◆ **WRITTEN INSTRUCTION**
Repeat these lines word for word, starting at the line containing "For the scoring pass, find every instance of the landing" and ending at the line containing "[[172, 84]]".
--- begin ENTRIES ---
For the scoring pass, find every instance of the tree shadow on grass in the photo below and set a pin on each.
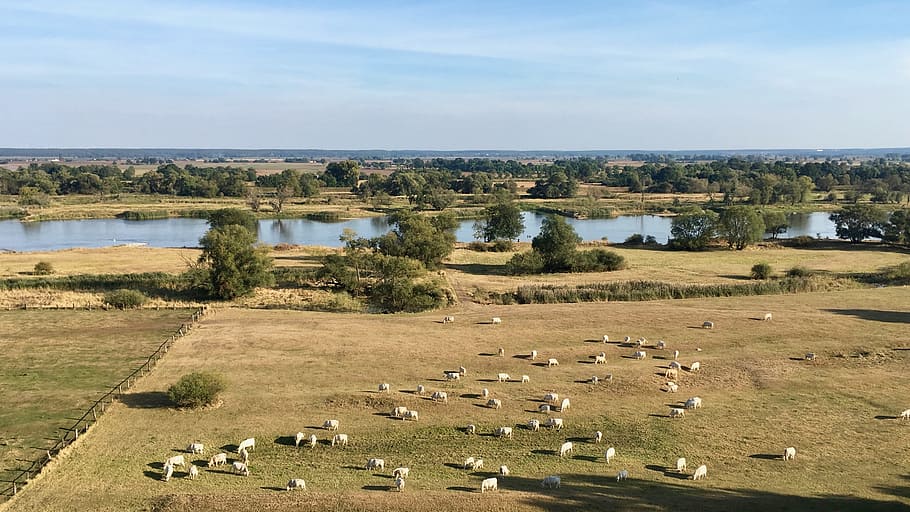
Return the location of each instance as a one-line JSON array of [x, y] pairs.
[[146, 400], [591, 492], [900, 317]]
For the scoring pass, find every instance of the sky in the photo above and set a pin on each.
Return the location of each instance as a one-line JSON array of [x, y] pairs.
[[459, 74]]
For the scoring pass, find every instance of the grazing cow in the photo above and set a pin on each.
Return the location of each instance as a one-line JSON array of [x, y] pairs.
[[681, 464], [609, 454]]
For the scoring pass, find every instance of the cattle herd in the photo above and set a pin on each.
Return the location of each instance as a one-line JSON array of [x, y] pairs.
[[552, 404]]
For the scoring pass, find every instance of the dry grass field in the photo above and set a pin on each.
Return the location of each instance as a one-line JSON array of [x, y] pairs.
[[290, 371], [55, 364]]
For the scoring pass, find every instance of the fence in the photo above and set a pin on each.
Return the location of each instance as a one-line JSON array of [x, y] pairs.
[[92, 414]]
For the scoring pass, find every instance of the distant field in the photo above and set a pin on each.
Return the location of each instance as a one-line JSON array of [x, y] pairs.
[[55, 363], [289, 371]]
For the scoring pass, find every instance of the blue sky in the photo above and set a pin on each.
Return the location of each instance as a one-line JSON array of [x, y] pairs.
[[463, 74]]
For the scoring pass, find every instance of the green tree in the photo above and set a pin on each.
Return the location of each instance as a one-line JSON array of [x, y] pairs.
[[775, 222], [858, 221], [556, 244], [897, 229], [232, 264], [502, 221], [342, 174], [693, 230], [228, 216], [425, 239], [741, 226]]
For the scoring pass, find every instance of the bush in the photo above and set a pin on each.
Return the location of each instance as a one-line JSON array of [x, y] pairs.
[[197, 389], [597, 260], [43, 268], [799, 271], [530, 262], [761, 271], [125, 299]]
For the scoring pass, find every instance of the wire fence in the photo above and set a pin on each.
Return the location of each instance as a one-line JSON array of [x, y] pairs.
[[81, 426]]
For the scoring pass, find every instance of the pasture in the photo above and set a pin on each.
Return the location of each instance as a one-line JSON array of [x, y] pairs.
[[55, 364], [290, 371]]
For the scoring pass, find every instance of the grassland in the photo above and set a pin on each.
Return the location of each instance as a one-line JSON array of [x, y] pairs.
[[289, 371], [55, 364]]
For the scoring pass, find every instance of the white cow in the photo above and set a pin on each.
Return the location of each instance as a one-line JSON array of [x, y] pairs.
[[503, 432], [296, 483], [609, 454], [247, 444], [551, 482], [218, 459], [240, 468], [489, 484]]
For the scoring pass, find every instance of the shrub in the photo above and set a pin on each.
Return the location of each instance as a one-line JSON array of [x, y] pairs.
[[799, 271], [597, 260], [761, 271], [125, 299], [43, 268], [197, 389]]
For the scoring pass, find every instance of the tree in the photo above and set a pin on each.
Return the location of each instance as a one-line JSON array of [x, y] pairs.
[[693, 230], [502, 221], [897, 230], [775, 222], [741, 226], [233, 266], [342, 174], [228, 216], [858, 221], [556, 244], [425, 239]]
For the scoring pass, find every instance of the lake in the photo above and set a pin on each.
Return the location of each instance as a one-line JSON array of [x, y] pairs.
[[63, 234]]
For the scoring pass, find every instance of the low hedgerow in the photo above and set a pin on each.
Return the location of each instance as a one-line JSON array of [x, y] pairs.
[[197, 389]]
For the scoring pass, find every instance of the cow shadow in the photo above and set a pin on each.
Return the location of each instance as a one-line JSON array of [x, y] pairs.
[[288, 440], [461, 488]]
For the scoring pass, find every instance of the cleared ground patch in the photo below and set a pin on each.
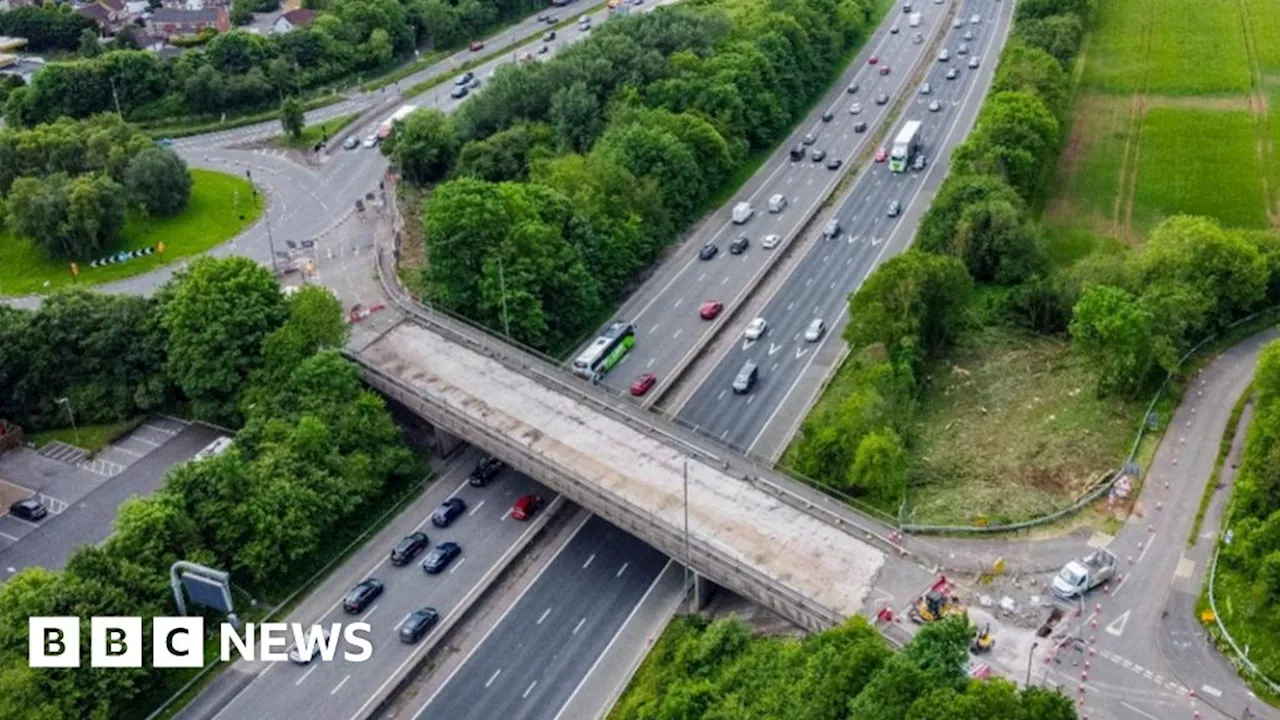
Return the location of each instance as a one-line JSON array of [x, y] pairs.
[[1009, 428]]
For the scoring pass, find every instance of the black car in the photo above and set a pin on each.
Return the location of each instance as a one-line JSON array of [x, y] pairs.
[[407, 548], [440, 556], [28, 509], [448, 511], [487, 469], [417, 624], [360, 596]]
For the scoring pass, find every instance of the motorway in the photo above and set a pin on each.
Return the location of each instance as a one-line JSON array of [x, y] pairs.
[[832, 269]]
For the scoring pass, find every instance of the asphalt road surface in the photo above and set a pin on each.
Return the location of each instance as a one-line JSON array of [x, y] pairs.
[[540, 650], [341, 691], [832, 269], [666, 311]]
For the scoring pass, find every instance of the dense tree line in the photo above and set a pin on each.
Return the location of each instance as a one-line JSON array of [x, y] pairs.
[[69, 185], [314, 447], [565, 178], [704, 671], [241, 71]]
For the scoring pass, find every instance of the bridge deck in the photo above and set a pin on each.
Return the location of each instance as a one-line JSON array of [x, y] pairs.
[[812, 557]]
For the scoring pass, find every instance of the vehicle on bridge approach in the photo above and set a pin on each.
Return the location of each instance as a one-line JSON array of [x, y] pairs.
[[1078, 577]]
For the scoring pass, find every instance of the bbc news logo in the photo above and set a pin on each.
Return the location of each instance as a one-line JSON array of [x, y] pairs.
[[179, 642]]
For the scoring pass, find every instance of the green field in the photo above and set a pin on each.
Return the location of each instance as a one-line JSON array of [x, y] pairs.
[[222, 206], [1174, 114]]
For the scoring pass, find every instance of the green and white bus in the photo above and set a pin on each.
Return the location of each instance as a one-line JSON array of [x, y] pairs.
[[606, 351]]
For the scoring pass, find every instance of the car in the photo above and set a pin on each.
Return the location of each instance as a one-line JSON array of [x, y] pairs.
[[305, 655], [417, 624], [816, 329], [525, 506], [440, 556], [360, 596], [448, 511], [407, 548], [643, 384], [487, 469], [30, 510]]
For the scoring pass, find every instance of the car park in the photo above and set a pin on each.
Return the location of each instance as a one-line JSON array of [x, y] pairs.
[[525, 506], [487, 469], [408, 547], [816, 329], [448, 511], [417, 624], [643, 384], [30, 510], [440, 556], [360, 596]]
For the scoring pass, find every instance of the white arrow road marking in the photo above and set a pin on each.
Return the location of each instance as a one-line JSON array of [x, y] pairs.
[[1116, 627]]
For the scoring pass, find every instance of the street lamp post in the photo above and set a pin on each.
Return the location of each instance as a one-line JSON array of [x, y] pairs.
[[67, 402]]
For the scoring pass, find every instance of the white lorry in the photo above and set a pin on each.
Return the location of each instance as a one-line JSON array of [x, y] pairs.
[[1078, 577]]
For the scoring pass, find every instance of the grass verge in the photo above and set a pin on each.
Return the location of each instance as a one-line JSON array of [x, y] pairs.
[[222, 206], [87, 437]]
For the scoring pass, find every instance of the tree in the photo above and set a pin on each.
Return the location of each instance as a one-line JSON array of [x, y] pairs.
[[158, 182], [292, 117], [218, 314], [423, 146]]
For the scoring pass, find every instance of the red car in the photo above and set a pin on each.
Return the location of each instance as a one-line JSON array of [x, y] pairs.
[[525, 507], [643, 383]]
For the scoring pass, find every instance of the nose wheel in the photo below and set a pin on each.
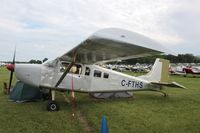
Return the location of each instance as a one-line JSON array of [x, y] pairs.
[[52, 105]]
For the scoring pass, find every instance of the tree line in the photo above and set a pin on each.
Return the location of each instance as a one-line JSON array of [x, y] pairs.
[[181, 58]]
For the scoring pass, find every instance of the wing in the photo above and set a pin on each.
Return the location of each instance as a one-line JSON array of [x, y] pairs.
[[113, 44]]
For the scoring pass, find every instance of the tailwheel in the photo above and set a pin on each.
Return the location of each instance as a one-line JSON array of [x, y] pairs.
[[52, 106]]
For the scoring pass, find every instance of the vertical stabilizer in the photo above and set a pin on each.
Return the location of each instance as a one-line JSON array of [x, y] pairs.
[[159, 72]]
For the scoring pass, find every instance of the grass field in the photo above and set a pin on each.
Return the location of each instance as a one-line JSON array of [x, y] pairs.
[[145, 112]]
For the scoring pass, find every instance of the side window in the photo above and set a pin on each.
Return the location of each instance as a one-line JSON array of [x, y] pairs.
[[87, 71], [106, 75], [97, 73]]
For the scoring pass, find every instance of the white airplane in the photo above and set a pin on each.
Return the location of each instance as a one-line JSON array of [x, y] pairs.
[[76, 70]]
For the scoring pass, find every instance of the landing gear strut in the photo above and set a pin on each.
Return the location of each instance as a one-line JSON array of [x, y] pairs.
[[52, 105]]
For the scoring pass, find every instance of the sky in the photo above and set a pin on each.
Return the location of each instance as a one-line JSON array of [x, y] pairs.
[[49, 28]]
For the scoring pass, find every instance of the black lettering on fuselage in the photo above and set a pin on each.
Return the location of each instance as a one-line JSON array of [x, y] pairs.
[[133, 84]]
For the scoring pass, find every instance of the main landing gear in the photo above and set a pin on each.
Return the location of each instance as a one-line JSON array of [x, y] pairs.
[[52, 104]]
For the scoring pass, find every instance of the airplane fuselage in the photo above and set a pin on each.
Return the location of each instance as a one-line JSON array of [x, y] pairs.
[[88, 78]]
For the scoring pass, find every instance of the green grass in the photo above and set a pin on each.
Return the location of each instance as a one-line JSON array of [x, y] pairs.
[[145, 112]]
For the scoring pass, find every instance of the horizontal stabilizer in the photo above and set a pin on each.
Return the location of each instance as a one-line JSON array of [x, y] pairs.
[[172, 84]]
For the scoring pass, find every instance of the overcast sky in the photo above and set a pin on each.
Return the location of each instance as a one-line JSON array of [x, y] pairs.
[[49, 28]]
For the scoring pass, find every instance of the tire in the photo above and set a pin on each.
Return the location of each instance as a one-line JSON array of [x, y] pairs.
[[52, 106]]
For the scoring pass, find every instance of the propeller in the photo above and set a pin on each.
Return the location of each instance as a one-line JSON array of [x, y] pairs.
[[11, 68]]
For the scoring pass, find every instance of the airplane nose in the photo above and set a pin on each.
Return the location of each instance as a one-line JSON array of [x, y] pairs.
[[28, 73], [11, 67]]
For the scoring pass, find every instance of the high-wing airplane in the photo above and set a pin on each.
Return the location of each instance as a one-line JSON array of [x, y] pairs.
[[192, 70], [77, 69]]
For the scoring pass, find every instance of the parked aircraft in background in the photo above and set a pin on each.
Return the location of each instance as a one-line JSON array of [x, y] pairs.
[[76, 70], [192, 70]]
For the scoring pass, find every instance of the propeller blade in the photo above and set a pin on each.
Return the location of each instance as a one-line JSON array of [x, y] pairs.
[[11, 71], [10, 81], [14, 56], [64, 74]]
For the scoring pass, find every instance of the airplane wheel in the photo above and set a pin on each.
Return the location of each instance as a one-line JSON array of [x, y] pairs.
[[52, 106]]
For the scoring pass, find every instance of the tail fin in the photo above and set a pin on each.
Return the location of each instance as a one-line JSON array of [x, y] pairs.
[[159, 72]]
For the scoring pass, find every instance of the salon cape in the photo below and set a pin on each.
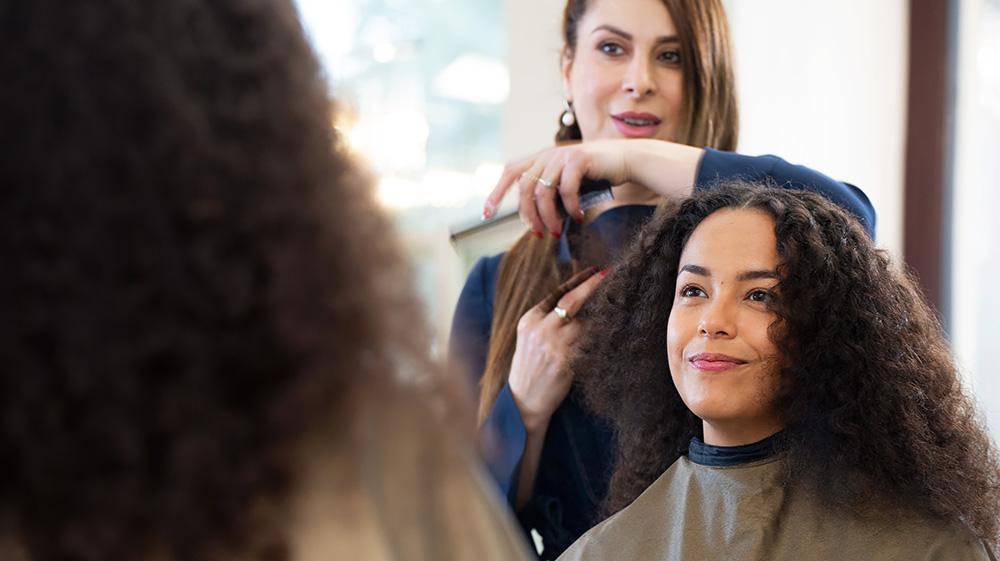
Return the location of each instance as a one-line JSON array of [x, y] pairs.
[[743, 512]]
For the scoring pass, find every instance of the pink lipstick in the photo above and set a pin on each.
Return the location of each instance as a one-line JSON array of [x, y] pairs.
[[715, 362], [633, 124]]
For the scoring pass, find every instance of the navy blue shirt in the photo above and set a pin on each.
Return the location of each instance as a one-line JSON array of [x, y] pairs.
[[577, 455]]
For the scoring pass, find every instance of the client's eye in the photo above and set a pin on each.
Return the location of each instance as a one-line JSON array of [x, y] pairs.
[[691, 291]]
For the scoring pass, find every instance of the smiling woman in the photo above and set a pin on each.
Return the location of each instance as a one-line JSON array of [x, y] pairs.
--- end ENTRIES ---
◆ **REPLY**
For the scoring pass, find every instance of the landing gear strut in the photo above and set a pin on each.
Return the location of each instance as a one-line JSON array of [x, y] pairs.
[[52, 105]]
For the scoring pass, find every instance of the sky in the photo above and set a pin on each.
Return the location of each instance as a one-line JSON array of [x, y] pairs.
[[49, 28]]
For the scoring pass, find every instance of the black lettering on fuselage in the photo above and set a pin on each.
Return the location of each instance as a one-line JSON array of [x, y] pairs.
[[133, 84]]
For the scoring pass, find every instance of the main landing gear in the photo above and set a pin on each.
Return the location of each instance as a one-line JSON array of [x, y] pairs.
[[52, 104]]
For the scoring pass, find every instance of the airplane fuselage in the photo above and set a pin on each.
Return the location of each instance as a one-line JSON array of [x, y] pairs.
[[88, 78]]
For the scoring pass, find every instance of the green grass in the photo above and set a pin on each.
Return the location of each instance as a one-line JSON array of [x, y] pairs.
[[145, 112]]
For the scoring pass, find every instance of the horizontal stabilizer in the photo above and set a pin on each.
Return the location of each instance as a one-line JSON array of [x, y] pairs.
[[172, 84]]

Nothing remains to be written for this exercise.